- _Work instruction_: Your copy should match the listing word for word, apart from the pictures, which are left out.

- _Source records_:
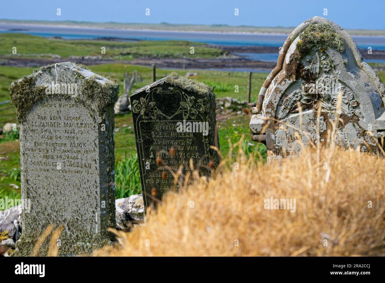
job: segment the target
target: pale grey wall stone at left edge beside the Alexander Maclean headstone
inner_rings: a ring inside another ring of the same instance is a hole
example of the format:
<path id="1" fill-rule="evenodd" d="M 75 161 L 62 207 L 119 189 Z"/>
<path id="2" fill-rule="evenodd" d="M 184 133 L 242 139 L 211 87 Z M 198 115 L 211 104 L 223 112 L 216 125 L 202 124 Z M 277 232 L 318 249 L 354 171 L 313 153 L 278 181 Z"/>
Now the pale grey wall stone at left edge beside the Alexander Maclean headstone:
<path id="1" fill-rule="evenodd" d="M 7 230 L 8 237 L 18 240 L 21 227 L 22 204 L 0 211 L 0 233 Z"/>

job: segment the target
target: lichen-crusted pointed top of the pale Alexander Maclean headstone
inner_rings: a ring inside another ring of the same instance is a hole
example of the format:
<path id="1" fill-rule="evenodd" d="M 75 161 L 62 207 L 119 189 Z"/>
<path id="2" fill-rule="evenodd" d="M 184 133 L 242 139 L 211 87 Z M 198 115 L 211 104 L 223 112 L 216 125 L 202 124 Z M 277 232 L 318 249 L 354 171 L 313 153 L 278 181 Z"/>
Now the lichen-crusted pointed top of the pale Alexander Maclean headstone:
<path id="1" fill-rule="evenodd" d="M 35 103 L 50 97 L 83 102 L 102 117 L 105 107 L 116 102 L 119 83 L 95 74 L 84 65 L 62 62 L 40 67 L 33 74 L 12 82 L 9 90 L 19 122 L 24 121 Z"/>

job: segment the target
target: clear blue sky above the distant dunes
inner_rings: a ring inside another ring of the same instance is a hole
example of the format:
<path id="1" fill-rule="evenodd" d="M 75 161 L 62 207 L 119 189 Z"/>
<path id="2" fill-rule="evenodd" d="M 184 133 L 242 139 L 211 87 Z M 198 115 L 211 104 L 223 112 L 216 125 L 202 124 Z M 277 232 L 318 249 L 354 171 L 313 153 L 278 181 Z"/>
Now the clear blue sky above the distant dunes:
<path id="1" fill-rule="evenodd" d="M 56 15 L 57 8 L 61 16 Z M 239 9 L 239 16 L 234 16 L 234 8 Z M 3 0 L 0 10 L 0 18 L 18 20 L 283 27 L 295 27 L 315 15 L 343 28 L 385 29 L 383 0 Z"/>

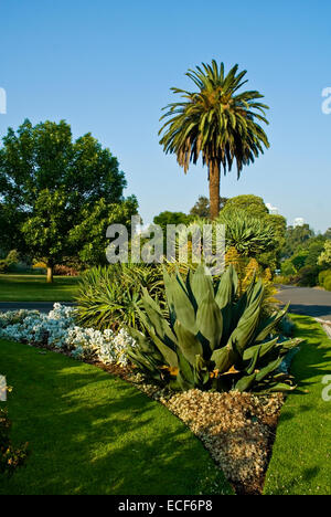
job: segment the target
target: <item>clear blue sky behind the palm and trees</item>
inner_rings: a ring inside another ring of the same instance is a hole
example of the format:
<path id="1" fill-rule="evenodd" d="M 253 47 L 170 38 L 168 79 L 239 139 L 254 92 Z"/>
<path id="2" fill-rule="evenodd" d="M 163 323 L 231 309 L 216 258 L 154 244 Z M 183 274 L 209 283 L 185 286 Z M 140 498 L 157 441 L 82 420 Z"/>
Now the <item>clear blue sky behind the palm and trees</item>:
<path id="1" fill-rule="evenodd" d="M 189 211 L 207 194 L 206 169 L 185 176 L 158 144 L 171 86 L 190 88 L 189 67 L 212 59 L 248 71 L 270 106 L 271 148 L 222 196 L 261 196 L 288 223 L 331 226 L 329 0 L 0 0 L 0 135 L 25 117 L 62 118 L 75 137 L 92 131 L 117 156 L 145 222 Z"/>

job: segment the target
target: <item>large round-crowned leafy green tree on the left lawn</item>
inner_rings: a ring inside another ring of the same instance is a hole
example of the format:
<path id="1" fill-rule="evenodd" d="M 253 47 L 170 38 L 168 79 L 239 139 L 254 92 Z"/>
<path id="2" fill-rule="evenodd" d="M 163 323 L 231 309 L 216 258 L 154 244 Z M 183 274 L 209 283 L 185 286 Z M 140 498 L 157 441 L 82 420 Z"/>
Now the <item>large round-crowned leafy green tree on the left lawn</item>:
<path id="1" fill-rule="evenodd" d="M 96 222 L 95 205 L 100 200 L 109 211 L 122 203 L 126 180 L 110 150 L 90 134 L 73 140 L 71 126 L 64 120 L 36 126 L 25 120 L 3 138 L 0 186 L 3 213 L 20 214 L 12 229 L 20 242 L 10 243 L 10 247 L 43 257 L 51 282 L 55 263 L 81 250 L 76 241 L 73 251 L 71 231 L 83 218 L 94 214 Z M 106 235 L 103 238 L 106 247 Z M 85 234 L 83 246 L 88 239 Z"/>

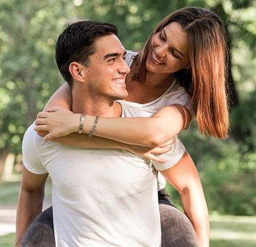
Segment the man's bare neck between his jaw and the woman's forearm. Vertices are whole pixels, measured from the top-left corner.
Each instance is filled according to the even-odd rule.
[[[100,117],[121,117],[122,107],[119,103],[101,97],[90,97],[72,92],[72,112]]]

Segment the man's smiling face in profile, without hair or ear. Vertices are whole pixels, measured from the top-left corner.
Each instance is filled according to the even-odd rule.
[[[96,52],[85,67],[85,82],[91,95],[113,100],[127,98],[125,79],[130,68],[124,61],[125,54],[116,35],[96,41]]]

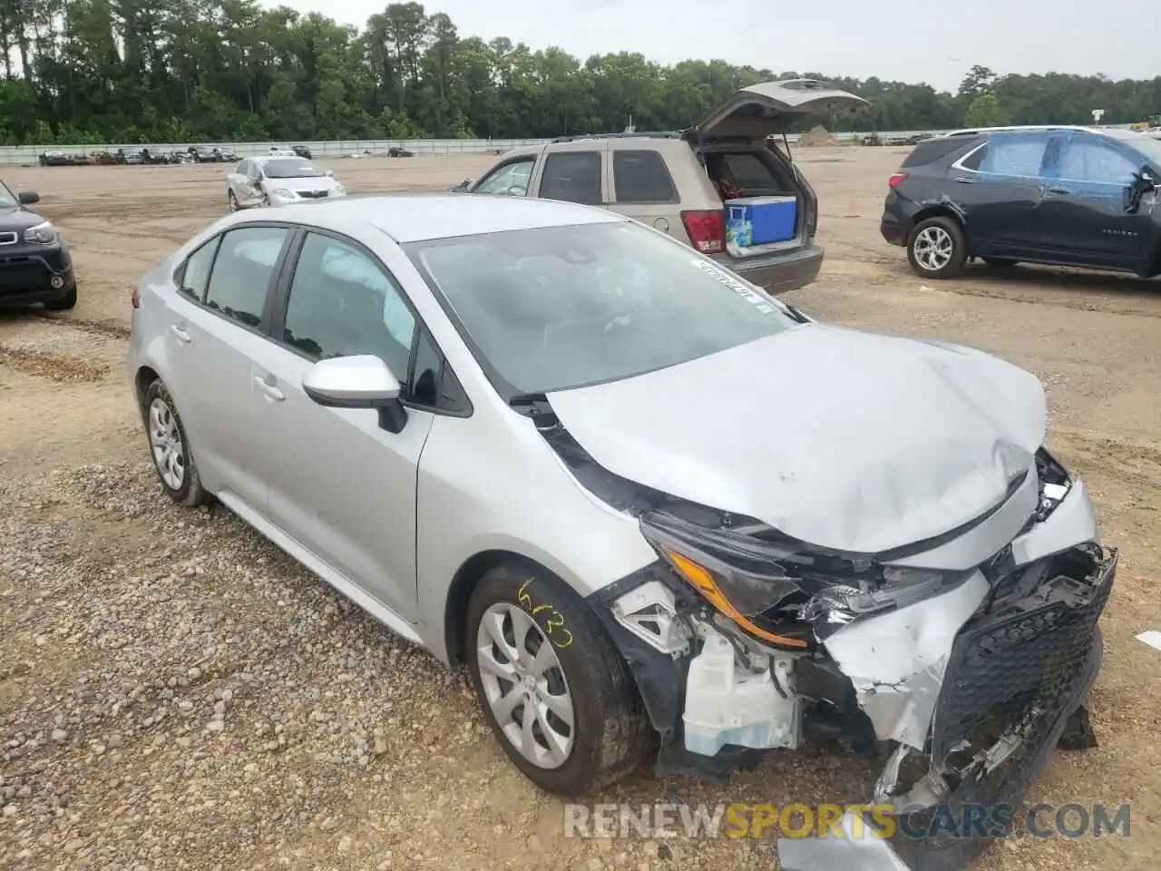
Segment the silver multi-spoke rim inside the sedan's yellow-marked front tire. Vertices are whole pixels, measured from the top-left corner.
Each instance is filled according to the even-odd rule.
[[[518,605],[491,605],[477,628],[476,664],[492,715],[517,751],[538,768],[568,762],[576,743],[572,696],[536,621]]]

- _Response to this task_:
job: segment the target
target: pale grey wall stone at left edge beside the Alexander Maclean headstone
inner_rings: a ring inside another ring of the same instance is a hole
example of the format:
<path id="1" fill-rule="evenodd" d="M 75 161 L 62 207 L 119 189 Z"/>
<path id="2" fill-rule="evenodd" d="M 184 133 L 242 139 L 211 87 Z M 198 115 L 211 104 L 223 112 L 216 125 L 202 124 Z M 277 232 L 318 249 L 354 171 L 313 153 L 278 181 Z"/>
Now the pale grey wall stone at left edge beside the Alexander Maclean headstone:
<path id="1" fill-rule="evenodd" d="M 7 230 L 8 237 L 18 240 L 21 227 L 22 204 L 0 211 L 0 233 Z"/>

job: segment the target
target: lichen-crusted pointed top of the pale Alexander Maclean headstone
inner_rings: a ring inside another ring of the same instance is a hole
example of the format:
<path id="1" fill-rule="evenodd" d="M 75 161 L 62 207 L 119 189 Z"/>
<path id="2" fill-rule="evenodd" d="M 184 133 L 242 139 L 211 87 Z M 198 115 L 211 104 L 223 112 L 216 125 L 202 124 Z M 277 232 L 318 249 L 354 171 L 313 153 L 278 181 Z"/>
Now the lichen-crusted pointed top of the pale Alexander Maclean headstone:
<path id="1" fill-rule="evenodd" d="M 35 103 L 50 97 L 83 102 L 102 117 L 105 107 L 116 102 L 119 83 L 95 74 L 84 65 L 62 62 L 40 67 L 33 74 L 12 82 L 9 90 L 19 122 L 24 121 Z"/>

job: segment the target
target: clear blue sky above the distant dunes
inner_rings: a ring inside another ring of the same instance is a hole
example of the format:
<path id="1" fill-rule="evenodd" d="M 75 161 L 62 207 L 119 189 Z"/>
<path id="2" fill-rule="evenodd" d="M 184 133 L 242 139 L 211 87 Z M 198 115 L 211 104 L 223 112 L 216 125 L 202 124 Z M 277 232 L 318 249 L 354 171 L 313 153 L 278 181 Z"/>
Now the clear blue sky above the distant dunes:
<path id="1" fill-rule="evenodd" d="M 56 15 L 57 8 L 61 16 Z M 239 9 L 239 16 L 234 16 L 234 8 Z M 3 0 L 0 10 L 0 18 L 18 20 L 283 27 L 295 27 L 315 15 L 343 28 L 385 29 L 383 0 Z"/>

job: segment the target
target: <item>clear blue sky behind the palm and trees</item>
inner_rings: a ring inside another ring of the same instance is a hole
example of the format:
<path id="1" fill-rule="evenodd" d="M 253 47 L 170 38 L 168 79 L 239 139 L 254 92 Z"/>
<path id="2" fill-rule="evenodd" d="M 163 323 L 231 309 L 216 258 L 154 244 Z M 183 274 L 209 283 L 185 286 Z M 140 498 L 157 441 L 82 420 Z"/>
Now the <item>clear blue sky behind the palm and trees</item>:
<path id="1" fill-rule="evenodd" d="M 189 211 L 207 194 L 206 169 L 185 176 L 158 144 L 171 86 L 190 88 L 189 67 L 212 59 L 248 71 L 270 106 L 271 148 L 222 196 L 261 196 L 288 223 L 331 226 L 329 0 L 0 0 L 0 135 L 25 117 L 62 118 L 75 137 L 92 131 L 117 156 L 145 222 Z"/>

job: segment the target
target: <item>large round-crowned leafy green tree on the left lawn</item>
inner_rings: a ring inside another ring of the same instance is a hole
example of the format:
<path id="1" fill-rule="evenodd" d="M 253 47 L 170 38 L 168 79 L 239 139 L 254 92 Z"/>
<path id="2" fill-rule="evenodd" d="M 163 323 L 231 309 L 216 258 L 154 244 Z M 183 274 L 209 283 L 185 286 Z M 140 498 L 157 441 L 82 420 Z"/>
Now the <item>large round-crowned leafy green tree on the left lawn</item>:
<path id="1" fill-rule="evenodd" d="M 96 222 L 95 205 L 100 200 L 109 211 L 122 203 L 126 180 L 110 150 L 90 134 L 73 140 L 71 126 L 64 120 L 36 126 L 25 120 L 3 138 L 0 186 L 3 213 L 20 214 L 12 229 L 20 242 L 10 243 L 10 247 L 43 257 L 51 282 L 55 263 L 81 250 L 76 241 L 73 251 L 71 231 L 83 218 L 94 214 Z M 106 235 L 103 238 L 106 247 Z M 85 234 L 83 246 L 88 239 Z"/>

Segment the man's bare neck between his jaw and the woman's forearm. Vertices are whole pixels, measured from the top-left corner.
Each instance is filled according to the even-odd rule.
[[[100,117],[121,117],[122,107],[119,103],[101,97],[90,97],[72,92],[72,112]]]

Segment the man's smiling face in profile, without hair or ear. Vertices are whole pixels, measured from the top-left corner.
Each instance is filled according to the even-odd rule.
[[[96,52],[85,67],[85,82],[91,95],[113,100],[127,98],[125,79],[130,68],[124,61],[125,54],[116,35],[96,41]]]

Segment the silver multi-spoke rim inside the sedan's yellow-marked front tire. Vertices are whole pixels, measured from the top-left corner.
Each instance is filled according to the even-odd rule.
[[[518,605],[491,605],[477,628],[476,664],[492,715],[517,751],[538,768],[568,762],[576,743],[572,696],[536,621]]]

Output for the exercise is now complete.